▸ **TRAVAIL À FAIRE**:
Veuillez prolonger l'article ci-dessous sur le procès des livreurs contre Deliveroo, en reprenant juste après sa dernière phrase.

▸ **DOCUMENT SOURCE**:
Un procès et une loi pour donner un statut aux livreurs des plateformes de livraison

Ce jeudi a démarré le procès de 28 livreurs contre la plateforme Deliveroo. Ils demandent une régularisation de leur statut d’indépendant en salarié. L’ONSS ainsi que les syndicats se sont joints à cette action en justice devant le tribunal du travail de Bruxelles.

C’est une affaire qui a démarré voici 2 ans. 28 livreurs de la plateforme Deliveroo ont décidé de porter plainte contre ce qu’ils considèrent être leur employeur. Pour eux, ils ne devraient pas être indépendant mais bien être salarié de Deliveroo.

En plus, l’ONSS s’est joint à l’action car suite à l’enquête de l’auditorat du travail, il a été montré que les travailleurs auraient dû être salariés. En effet, il s’agirait d’un travail digital comparable à celui du travail à la chaîne puisque les livreurs doivent dire quand ils travaillent puis cliquer quand ils sont devant le restaurant et chez le client. C’est aussi la plateforme qui leur donne des courses.

Evidemment, pour Deliveroo, ses travailleurs sont bien des indépendants puisqu’ils peuvent prendre leur congé quand ils le désirent, peuvent se connecter quand ils le souhaitent et travailler pour la concurrence.

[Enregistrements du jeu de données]

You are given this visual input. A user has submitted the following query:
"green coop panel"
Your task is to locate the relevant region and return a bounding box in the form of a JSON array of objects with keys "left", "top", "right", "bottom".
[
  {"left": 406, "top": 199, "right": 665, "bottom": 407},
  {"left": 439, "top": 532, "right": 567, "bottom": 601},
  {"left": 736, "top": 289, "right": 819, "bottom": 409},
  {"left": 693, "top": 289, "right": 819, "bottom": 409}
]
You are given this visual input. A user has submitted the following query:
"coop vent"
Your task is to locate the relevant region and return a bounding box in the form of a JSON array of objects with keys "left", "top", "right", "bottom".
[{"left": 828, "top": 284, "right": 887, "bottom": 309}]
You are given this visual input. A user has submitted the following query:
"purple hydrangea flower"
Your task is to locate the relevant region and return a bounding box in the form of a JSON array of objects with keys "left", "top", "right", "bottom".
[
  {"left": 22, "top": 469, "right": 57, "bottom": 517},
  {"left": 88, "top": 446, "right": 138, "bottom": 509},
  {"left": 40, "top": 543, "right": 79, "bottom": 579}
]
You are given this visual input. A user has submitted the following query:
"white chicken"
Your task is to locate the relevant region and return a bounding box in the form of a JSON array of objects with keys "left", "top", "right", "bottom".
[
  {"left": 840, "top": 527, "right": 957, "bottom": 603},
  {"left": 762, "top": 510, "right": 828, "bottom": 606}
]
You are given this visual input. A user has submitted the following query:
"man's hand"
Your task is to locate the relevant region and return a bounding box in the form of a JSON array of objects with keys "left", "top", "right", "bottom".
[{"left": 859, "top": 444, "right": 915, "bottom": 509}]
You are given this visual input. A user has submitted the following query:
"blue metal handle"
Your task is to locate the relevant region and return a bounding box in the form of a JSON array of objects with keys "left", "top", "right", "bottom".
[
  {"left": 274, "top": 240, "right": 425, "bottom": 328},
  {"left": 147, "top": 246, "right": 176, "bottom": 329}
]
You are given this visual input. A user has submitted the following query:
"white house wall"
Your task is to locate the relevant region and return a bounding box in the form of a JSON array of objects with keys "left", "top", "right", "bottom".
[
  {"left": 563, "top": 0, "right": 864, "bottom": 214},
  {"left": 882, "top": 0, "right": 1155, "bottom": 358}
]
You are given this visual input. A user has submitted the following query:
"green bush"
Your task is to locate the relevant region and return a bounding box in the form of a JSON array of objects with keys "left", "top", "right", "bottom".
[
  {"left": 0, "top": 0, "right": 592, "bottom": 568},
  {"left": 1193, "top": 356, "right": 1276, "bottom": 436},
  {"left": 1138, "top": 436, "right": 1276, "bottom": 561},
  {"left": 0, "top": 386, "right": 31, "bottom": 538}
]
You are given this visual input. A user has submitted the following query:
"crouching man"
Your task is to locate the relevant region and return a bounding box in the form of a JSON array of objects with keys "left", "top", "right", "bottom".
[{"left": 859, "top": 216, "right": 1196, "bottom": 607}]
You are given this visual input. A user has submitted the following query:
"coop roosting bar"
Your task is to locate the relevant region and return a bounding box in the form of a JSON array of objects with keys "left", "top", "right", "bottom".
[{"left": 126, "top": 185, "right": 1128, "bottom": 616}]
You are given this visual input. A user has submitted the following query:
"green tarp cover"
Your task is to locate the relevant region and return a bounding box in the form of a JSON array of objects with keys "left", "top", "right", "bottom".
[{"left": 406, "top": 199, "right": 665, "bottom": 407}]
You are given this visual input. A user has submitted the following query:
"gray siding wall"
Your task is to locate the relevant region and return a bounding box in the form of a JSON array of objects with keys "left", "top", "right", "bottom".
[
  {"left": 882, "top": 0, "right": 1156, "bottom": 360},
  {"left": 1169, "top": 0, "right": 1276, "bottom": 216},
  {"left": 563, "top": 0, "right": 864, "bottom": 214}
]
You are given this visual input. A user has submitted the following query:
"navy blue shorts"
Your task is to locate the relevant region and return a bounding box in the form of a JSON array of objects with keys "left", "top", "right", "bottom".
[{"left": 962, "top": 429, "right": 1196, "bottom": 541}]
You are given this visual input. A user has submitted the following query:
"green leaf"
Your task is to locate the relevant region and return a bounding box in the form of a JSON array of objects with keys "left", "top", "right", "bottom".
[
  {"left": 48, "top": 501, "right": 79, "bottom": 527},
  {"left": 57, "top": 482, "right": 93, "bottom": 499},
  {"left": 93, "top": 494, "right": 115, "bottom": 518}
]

* * *

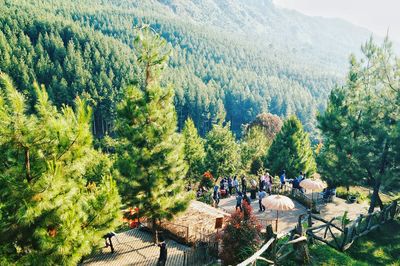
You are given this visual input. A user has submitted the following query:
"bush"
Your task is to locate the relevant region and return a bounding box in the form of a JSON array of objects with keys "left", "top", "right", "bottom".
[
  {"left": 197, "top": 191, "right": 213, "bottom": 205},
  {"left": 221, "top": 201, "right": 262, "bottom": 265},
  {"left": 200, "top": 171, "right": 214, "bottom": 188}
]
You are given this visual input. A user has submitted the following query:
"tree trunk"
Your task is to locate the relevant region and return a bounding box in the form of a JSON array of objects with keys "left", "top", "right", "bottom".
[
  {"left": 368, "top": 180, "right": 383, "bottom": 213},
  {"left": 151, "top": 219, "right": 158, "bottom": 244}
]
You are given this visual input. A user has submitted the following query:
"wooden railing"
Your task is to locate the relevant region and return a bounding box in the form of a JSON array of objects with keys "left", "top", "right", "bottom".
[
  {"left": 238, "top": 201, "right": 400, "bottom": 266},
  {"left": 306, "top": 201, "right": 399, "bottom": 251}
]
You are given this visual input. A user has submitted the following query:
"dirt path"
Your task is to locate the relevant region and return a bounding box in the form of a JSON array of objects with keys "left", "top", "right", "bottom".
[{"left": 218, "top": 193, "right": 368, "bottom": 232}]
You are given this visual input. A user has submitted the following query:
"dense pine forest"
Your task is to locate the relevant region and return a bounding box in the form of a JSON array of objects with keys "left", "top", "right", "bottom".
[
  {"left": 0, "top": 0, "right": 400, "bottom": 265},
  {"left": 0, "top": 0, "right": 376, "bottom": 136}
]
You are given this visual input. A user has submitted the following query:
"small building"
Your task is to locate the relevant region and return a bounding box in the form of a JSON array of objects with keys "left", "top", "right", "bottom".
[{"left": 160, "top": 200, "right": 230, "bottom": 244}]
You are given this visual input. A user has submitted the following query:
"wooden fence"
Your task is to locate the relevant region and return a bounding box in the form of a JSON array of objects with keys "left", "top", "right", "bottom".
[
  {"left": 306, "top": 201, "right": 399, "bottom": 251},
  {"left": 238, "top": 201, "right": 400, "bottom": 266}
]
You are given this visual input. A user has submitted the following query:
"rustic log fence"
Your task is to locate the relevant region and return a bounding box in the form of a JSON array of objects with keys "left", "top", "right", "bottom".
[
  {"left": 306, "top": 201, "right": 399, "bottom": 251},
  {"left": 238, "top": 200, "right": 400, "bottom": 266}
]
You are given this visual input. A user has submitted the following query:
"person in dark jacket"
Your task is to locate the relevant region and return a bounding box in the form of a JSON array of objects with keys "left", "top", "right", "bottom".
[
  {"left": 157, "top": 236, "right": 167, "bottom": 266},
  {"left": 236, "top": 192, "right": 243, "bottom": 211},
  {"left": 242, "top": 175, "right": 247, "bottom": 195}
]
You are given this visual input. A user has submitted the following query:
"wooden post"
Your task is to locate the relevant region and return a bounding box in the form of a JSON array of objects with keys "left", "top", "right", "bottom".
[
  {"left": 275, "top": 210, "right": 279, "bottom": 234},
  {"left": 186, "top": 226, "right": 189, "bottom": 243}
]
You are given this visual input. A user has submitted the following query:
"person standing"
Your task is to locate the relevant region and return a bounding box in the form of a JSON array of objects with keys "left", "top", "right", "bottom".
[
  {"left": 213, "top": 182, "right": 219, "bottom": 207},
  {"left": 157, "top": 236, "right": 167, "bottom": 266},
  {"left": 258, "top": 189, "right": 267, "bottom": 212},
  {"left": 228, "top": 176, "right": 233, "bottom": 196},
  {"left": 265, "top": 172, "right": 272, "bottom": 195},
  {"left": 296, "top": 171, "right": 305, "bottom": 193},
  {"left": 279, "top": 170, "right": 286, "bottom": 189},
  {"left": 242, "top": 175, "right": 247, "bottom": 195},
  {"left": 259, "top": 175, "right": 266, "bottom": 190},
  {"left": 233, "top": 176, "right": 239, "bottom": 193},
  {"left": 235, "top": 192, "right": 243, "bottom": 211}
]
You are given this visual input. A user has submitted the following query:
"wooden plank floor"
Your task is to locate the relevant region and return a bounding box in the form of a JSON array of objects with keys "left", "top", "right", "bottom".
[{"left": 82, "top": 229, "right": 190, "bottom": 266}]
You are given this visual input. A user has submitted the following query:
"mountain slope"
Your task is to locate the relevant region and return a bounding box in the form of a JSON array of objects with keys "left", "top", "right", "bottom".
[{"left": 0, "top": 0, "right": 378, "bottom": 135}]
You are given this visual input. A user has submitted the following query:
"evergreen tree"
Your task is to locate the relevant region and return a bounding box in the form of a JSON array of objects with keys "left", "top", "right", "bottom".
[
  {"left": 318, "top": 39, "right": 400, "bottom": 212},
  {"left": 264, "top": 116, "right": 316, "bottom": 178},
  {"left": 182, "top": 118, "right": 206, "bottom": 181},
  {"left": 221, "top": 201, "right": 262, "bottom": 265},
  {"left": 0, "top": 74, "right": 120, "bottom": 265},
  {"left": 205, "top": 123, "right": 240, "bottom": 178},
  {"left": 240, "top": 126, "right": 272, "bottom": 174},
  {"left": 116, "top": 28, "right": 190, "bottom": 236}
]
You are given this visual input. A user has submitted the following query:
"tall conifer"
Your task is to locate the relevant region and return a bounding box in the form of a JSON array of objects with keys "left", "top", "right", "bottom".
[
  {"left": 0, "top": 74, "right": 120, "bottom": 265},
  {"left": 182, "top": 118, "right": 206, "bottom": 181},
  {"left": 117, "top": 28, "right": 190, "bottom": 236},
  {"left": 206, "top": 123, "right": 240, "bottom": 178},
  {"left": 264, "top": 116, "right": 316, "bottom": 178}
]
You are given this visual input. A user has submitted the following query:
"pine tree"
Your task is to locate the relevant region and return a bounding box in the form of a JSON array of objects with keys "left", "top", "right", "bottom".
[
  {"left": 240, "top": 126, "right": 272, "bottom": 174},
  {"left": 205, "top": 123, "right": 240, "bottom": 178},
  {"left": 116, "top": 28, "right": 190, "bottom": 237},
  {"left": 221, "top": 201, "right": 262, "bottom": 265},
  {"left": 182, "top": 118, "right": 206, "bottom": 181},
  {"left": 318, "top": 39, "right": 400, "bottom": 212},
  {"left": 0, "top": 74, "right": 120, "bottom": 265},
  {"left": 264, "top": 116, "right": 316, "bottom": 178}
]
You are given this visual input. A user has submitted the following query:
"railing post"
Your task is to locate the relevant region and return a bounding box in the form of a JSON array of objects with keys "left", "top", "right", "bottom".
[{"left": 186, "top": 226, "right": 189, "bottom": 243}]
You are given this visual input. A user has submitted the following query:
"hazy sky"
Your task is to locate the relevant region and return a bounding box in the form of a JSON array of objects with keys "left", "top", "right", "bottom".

▸ **RÉSULTAT OBTENU**:
Ce matin, les plaidoiries ont eu lieu et pour Tom Peeters, permanent de la FGTB Transport UBT à Bruxelles, il ne fait pas de doute que le tribunal du travail leur donnera gain de cause. “L’auditorat a montré qu’il fallait un contrat de travail. Deliveroo use un système qui n’est pas juste. Cela ne va pas pour les travailleurs permanents. Ils n’ont aucun droit. Deliveroo ne paie pas d’impôt ni d’ONSS.”

Sans salarié, les syndicats ne peuvent pas non plus intégrer les plateformes et défendre les travailleurs pour améliorer leurs conditions de travail. On estime qu’aujourd’hui, entre 3 et 4.000 personnes travaillent pour Deliveroo.

La loi sur l’économie collaborative

Il faut rappeler aussi qu’en 2017, Alexander De Croo avait fait passer une loi concernant l’économie collaborative, appelée aussi P2P. Cela permet aux travailleurs de ne payer que 10% d’impôt sur 6.390 euros de revenu annuel avec un maximum de 500 euros par mois. Les travailleurs des plateformes passent par ce système qui ne leur ouvre aucun droit en terme de sécurité sociale. Comme ils sont plafonnés dans leur revenu, un système parallèle de location de compte s’est installé. Des gens ont créé des comptes simplement pour les louer à des livreurs réellement actifs. Ce système est utilisé pour pouvoir toujours bénéficier de la loi P2P ou par des travailleurs sans papier.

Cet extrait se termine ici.